# TEXT SEGMENT:
____________________

Follow that for 4-6 weeks. Use your results to calculate your average weekly weight change. (If you're female, adult, and not yet in menopause, compare weight at the same relative point in at least two different monthly cycles.)
Compare your actual loss rate to the loss rate you told MFP you wanted. If it's significantly different, adjust your calorie goal. (Use the assumption that 500 calories daily is one pound a week, and use arithmetic to account for fractions.)
Don't try to lose weight faster than 0.5%-1% of your current weight per week, for best health, appearance and body composition (fat vs. muscle) results. Choose something more like 0.5% per week unless you're severely obese, and under close medical supervision for nutritional deficiencies or health complications.
That would be my advice, based on both reading and personal experience. (I have lost around 1/3 of my body weight, obese to a healthy weight, and stayed at a healthy weight for around 7 years since, after previous decades of overweight/obesity, if that matters.)3 -
How many calories below the standard required does the body still lose weight at please?

____________________

# SUPPLIED MATERIAL:
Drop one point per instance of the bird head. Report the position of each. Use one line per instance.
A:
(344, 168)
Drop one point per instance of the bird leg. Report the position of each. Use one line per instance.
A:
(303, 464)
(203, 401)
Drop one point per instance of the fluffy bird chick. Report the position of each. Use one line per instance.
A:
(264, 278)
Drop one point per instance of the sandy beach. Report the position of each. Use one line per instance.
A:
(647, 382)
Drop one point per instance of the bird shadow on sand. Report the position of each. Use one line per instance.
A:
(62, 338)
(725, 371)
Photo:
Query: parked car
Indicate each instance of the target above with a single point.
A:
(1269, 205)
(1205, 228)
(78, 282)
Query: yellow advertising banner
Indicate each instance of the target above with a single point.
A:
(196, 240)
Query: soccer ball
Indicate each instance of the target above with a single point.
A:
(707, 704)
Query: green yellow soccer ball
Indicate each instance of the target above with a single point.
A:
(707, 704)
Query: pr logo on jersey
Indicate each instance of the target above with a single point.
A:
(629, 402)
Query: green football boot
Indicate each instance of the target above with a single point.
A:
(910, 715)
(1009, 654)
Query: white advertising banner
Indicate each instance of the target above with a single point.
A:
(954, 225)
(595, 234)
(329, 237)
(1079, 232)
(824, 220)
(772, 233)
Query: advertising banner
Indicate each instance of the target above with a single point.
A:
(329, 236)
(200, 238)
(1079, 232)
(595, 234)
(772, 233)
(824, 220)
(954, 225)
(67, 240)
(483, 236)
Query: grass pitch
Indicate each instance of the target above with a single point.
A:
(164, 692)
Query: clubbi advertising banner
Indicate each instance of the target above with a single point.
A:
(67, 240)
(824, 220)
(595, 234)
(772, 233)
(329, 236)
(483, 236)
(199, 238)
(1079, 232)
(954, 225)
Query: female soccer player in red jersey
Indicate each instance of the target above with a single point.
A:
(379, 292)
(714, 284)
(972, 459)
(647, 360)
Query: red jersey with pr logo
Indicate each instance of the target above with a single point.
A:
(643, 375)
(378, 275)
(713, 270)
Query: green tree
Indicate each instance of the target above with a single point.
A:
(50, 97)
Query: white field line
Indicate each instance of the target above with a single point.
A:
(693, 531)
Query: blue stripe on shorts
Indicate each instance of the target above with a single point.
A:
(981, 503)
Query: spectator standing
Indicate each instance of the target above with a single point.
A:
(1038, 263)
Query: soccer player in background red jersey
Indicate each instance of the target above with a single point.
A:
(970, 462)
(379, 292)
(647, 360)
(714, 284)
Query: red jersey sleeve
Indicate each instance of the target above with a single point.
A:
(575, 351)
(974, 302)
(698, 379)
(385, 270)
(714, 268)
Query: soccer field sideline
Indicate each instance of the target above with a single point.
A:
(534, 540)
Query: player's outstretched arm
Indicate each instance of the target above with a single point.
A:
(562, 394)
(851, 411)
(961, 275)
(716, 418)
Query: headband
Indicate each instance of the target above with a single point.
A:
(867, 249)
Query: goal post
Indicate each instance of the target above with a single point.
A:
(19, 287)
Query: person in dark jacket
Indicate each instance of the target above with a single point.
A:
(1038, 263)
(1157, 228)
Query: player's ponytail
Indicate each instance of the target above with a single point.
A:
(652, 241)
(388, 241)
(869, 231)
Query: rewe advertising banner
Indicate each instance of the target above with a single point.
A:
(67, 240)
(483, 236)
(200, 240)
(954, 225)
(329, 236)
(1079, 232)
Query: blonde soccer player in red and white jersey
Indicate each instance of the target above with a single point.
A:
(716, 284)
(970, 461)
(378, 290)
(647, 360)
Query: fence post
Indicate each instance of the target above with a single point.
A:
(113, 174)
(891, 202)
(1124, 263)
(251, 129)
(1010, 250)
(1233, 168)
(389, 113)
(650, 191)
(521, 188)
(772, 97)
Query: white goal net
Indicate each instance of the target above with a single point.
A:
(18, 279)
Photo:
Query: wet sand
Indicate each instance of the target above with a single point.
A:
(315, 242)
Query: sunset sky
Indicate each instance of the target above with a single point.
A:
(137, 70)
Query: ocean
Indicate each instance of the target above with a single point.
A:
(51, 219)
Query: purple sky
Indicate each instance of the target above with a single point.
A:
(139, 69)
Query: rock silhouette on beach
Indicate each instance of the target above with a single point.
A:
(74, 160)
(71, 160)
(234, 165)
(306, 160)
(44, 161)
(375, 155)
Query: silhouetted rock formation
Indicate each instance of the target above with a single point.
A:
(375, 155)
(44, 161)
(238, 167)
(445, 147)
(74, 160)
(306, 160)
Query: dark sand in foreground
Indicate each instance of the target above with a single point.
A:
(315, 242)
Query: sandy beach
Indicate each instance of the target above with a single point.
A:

____________________

Continue the text on adjusting calorie goals for weight loss from its final sentence.

# RESULT OF THE EXERCISE:
You lose weight if you expend more energy than you consume. This is also called keeping "calories in" less than "calories out." Theoretically, if you eat one calorie less each day than you burn, you will lose fat. It would take you ten years to lose a pound, so that's just silly.
A deficit of 3500 calories should lead to a loss of one pound of fat. You can do that over time.
You can use the "Guided Setup" here on MFP to develop a good calorie goal. If you tell MFP you want to lose a half pound per week, it will give you a calorie budget that, before you do any exercise, will have a 250 calorie per day deficit. Technically, you could eat OVER this amount and still lose weight as long as you ate less than 250 calories over it. It also takes some experimentation because these numbers are based on population averages.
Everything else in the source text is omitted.